§ **Directions for this task**
Pull out every line of the material below that contains the string "hull". Case counts.

§ **Entries shown**
□ □ □

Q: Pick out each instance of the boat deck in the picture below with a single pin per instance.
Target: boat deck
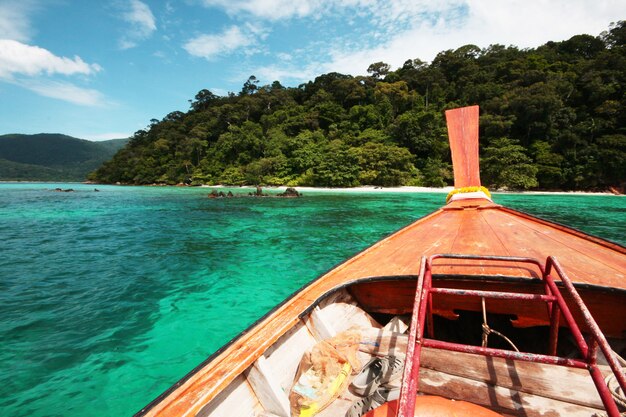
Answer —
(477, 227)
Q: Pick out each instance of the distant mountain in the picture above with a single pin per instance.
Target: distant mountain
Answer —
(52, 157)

□ □ □

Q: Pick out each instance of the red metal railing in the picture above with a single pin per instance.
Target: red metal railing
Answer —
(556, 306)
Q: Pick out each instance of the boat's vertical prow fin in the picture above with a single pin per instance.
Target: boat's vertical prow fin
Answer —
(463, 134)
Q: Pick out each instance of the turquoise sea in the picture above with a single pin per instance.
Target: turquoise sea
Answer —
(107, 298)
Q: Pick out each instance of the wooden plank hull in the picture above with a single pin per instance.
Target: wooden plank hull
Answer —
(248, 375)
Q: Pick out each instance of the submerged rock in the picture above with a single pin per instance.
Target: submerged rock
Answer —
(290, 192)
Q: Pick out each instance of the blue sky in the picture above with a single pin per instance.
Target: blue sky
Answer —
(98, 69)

□ □ □

§ **Solution to the exercise**
Q: Pick out each instance of the wooden plank hull in the picture above with a single pin per instance.
Target: wooden plank hull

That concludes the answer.